**Exercise brief:** Please copy out, character for character, the rows starting with the line that contains "Wildlife-tally request: put a marker on the sea lion flipper" and running through the end of the rows.

(Image point annotation entries)
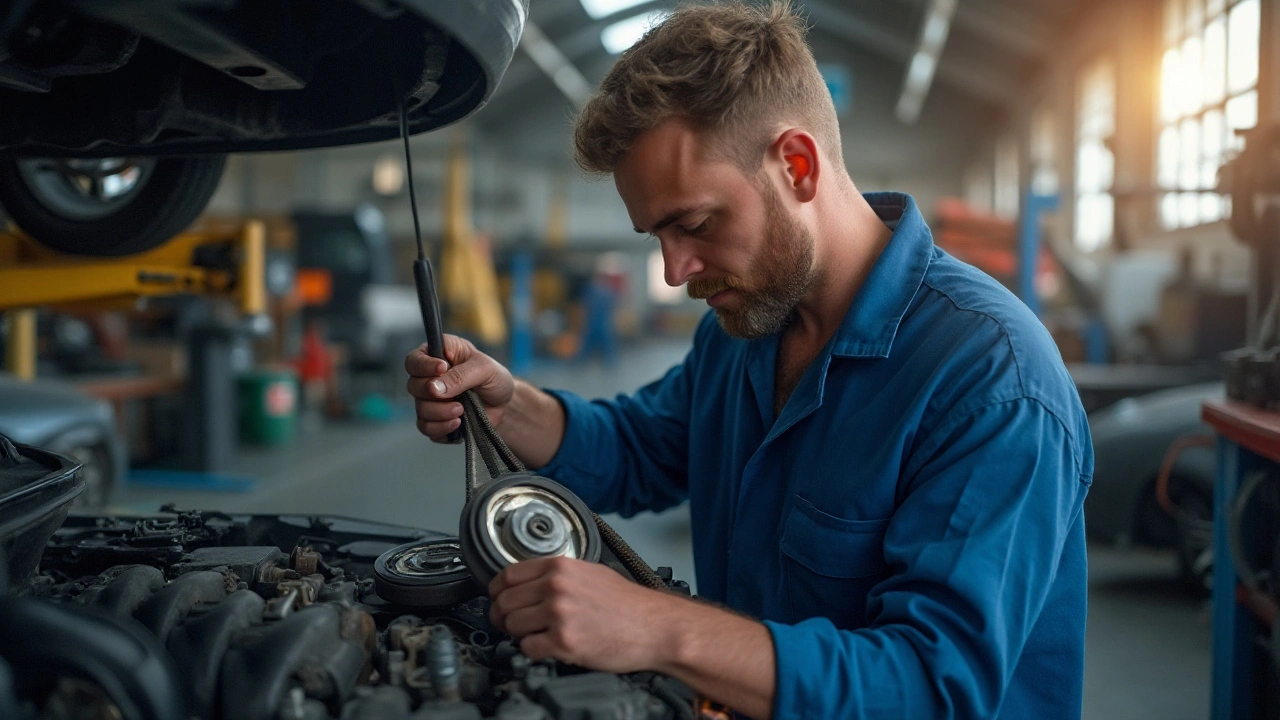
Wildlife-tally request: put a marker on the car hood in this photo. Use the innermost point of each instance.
(156, 77)
(33, 411)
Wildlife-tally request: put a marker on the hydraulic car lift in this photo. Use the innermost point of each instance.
(225, 261)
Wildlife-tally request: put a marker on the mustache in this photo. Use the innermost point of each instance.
(702, 288)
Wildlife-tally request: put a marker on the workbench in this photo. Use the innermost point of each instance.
(1248, 438)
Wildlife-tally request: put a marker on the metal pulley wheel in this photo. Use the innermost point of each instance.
(521, 516)
(425, 574)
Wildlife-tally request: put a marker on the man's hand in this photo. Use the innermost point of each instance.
(435, 383)
(583, 614)
(586, 614)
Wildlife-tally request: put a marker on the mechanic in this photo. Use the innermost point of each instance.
(883, 455)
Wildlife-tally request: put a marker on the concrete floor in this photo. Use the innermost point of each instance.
(1148, 641)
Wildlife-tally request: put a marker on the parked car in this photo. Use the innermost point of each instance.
(118, 114)
(55, 417)
(378, 320)
(1130, 440)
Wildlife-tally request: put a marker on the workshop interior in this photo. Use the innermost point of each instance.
(225, 223)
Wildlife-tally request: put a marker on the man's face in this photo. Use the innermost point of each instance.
(725, 233)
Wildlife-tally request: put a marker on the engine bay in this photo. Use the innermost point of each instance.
(279, 616)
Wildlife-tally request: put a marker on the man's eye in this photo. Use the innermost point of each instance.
(700, 228)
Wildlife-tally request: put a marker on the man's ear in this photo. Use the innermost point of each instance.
(798, 156)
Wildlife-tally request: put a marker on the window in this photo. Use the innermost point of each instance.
(1006, 176)
(1043, 153)
(1095, 164)
(978, 187)
(1208, 78)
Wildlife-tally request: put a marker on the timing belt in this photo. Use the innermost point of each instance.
(485, 447)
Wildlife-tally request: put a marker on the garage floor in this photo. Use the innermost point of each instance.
(1148, 642)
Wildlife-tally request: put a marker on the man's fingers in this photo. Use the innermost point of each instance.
(526, 621)
(516, 597)
(419, 364)
(438, 432)
(522, 572)
(437, 410)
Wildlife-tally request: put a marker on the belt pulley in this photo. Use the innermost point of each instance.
(519, 515)
(425, 574)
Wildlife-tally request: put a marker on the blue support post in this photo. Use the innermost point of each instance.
(521, 311)
(1233, 625)
(1029, 242)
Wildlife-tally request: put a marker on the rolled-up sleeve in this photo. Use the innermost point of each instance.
(987, 502)
(629, 454)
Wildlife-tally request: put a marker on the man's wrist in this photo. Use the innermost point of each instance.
(671, 637)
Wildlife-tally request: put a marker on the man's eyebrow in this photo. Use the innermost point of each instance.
(668, 218)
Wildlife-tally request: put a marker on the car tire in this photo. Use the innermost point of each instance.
(1194, 538)
(60, 213)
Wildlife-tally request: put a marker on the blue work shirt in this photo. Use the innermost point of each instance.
(910, 527)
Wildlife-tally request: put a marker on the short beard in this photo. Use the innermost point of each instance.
(785, 274)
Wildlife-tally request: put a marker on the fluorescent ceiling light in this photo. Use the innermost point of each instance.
(625, 33)
(604, 8)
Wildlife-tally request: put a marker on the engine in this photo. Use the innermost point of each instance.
(280, 618)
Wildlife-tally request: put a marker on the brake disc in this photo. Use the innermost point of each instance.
(521, 516)
(425, 574)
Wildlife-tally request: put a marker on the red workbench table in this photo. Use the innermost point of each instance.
(1248, 438)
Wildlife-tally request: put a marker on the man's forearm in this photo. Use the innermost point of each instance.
(533, 424)
(723, 656)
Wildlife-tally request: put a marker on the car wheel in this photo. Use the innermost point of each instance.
(97, 472)
(1194, 538)
(108, 206)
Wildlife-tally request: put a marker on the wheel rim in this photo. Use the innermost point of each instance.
(86, 190)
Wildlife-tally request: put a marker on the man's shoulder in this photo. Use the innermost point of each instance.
(991, 345)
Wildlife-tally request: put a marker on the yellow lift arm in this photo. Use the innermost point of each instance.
(222, 261)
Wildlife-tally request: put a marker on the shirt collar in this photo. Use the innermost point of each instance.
(873, 318)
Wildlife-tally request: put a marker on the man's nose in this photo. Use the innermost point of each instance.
(680, 263)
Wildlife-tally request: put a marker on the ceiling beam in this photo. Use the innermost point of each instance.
(999, 27)
(926, 59)
(963, 76)
(549, 59)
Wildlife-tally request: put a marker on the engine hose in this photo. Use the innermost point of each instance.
(485, 446)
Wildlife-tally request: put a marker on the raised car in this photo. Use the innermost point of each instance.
(117, 115)
(1130, 441)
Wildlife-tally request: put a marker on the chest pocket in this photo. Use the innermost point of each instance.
(830, 564)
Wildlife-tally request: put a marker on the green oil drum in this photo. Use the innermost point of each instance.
(268, 401)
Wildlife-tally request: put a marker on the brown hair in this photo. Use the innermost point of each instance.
(730, 69)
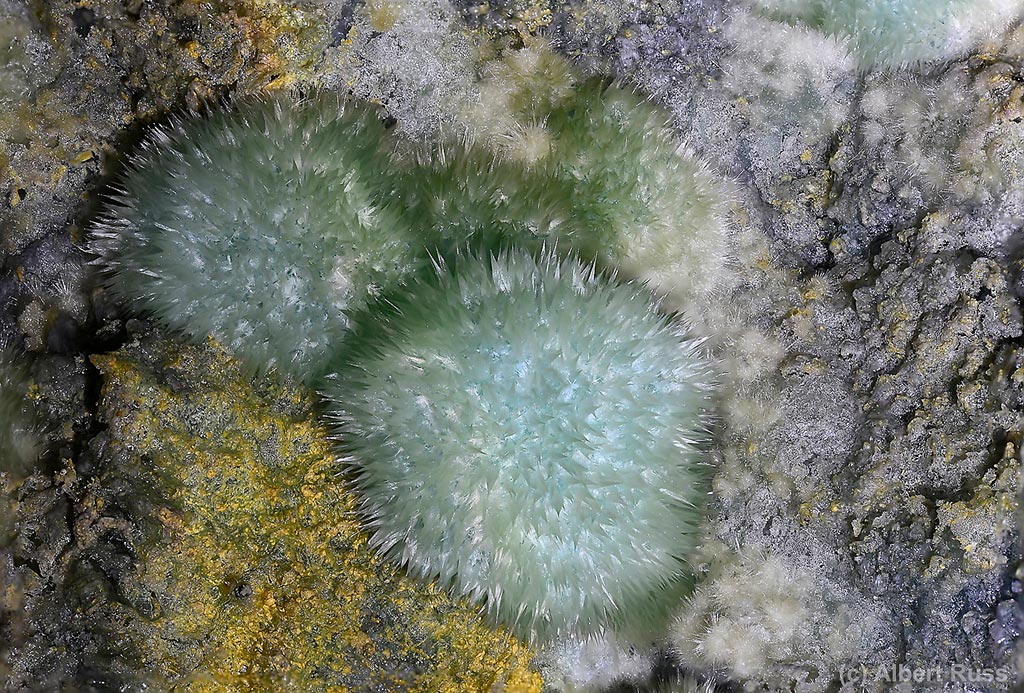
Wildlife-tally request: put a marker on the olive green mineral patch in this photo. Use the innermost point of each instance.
(251, 572)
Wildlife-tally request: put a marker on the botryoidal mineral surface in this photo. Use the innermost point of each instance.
(867, 479)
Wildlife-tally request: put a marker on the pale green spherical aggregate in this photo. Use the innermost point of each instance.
(265, 226)
(897, 33)
(638, 202)
(526, 432)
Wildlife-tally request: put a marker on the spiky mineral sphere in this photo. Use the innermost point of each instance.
(608, 175)
(637, 200)
(264, 226)
(22, 436)
(526, 432)
(898, 33)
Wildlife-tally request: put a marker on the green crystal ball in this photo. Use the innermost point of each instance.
(527, 432)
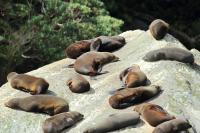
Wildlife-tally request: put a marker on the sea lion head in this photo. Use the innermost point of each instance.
(11, 75)
(119, 38)
(13, 103)
(41, 86)
(115, 100)
(76, 115)
(139, 108)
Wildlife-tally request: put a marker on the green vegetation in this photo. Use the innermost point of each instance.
(34, 33)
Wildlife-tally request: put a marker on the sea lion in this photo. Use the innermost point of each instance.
(153, 114)
(59, 122)
(133, 77)
(158, 28)
(91, 63)
(108, 44)
(170, 53)
(130, 96)
(78, 84)
(28, 83)
(172, 126)
(39, 103)
(115, 122)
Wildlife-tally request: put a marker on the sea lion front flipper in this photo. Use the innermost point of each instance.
(95, 45)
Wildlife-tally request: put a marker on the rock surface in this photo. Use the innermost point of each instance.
(180, 82)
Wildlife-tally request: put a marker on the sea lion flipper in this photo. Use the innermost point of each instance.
(95, 45)
(70, 66)
(11, 75)
(123, 73)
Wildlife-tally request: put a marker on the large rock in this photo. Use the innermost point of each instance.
(180, 82)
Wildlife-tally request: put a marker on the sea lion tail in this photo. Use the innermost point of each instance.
(11, 75)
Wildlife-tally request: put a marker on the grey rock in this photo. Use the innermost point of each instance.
(180, 82)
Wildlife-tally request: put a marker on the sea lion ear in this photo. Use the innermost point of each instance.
(95, 45)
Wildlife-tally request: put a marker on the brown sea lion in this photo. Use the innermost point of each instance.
(91, 63)
(59, 122)
(108, 44)
(153, 114)
(115, 122)
(170, 53)
(78, 84)
(130, 96)
(27, 83)
(133, 77)
(39, 103)
(158, 28)
(172, 126)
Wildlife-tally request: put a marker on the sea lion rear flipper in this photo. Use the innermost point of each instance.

**Exercise response:**
Wildlife-tally request: put a marker on the sea lion flipper in this photo. Use the innermost point of each instance.
(95, 45)
(70, 66)
(11, 75)
(123, 73)
Wildlife-tally request: put a marker on the large rock in this photo. Use the innermost point of each instance.
(180, 82)
Wildlife-tally request: put a marker on the sea lion tail in this photo. Use the innermost point of each instance.
(11, 75)
Wildlife-tally request: put a marker on the grey rock in this photo. Use the innermost point of each instance.
(180, 82)
Wildlife-tally request: put a marker on the sea lion ear in this photo. Use the innermost point of each instance.
(95, 45)
Wildlife-tally request: put a marker on the brown sea lion in this photo. Use the innermost point of each instance.
(91, 63)
(59, 122)
(108, 44)
(153, 114)
(115, 122)
(170, 53)
(78, 84)
(130, 96)
(27, 83)
(133, 77)
(39, 103)
(158, 28)
(172, 126)
Wildlife-tally request: put a marker on the sea lion rear flipper in this photo. Use the innermost point of each instance.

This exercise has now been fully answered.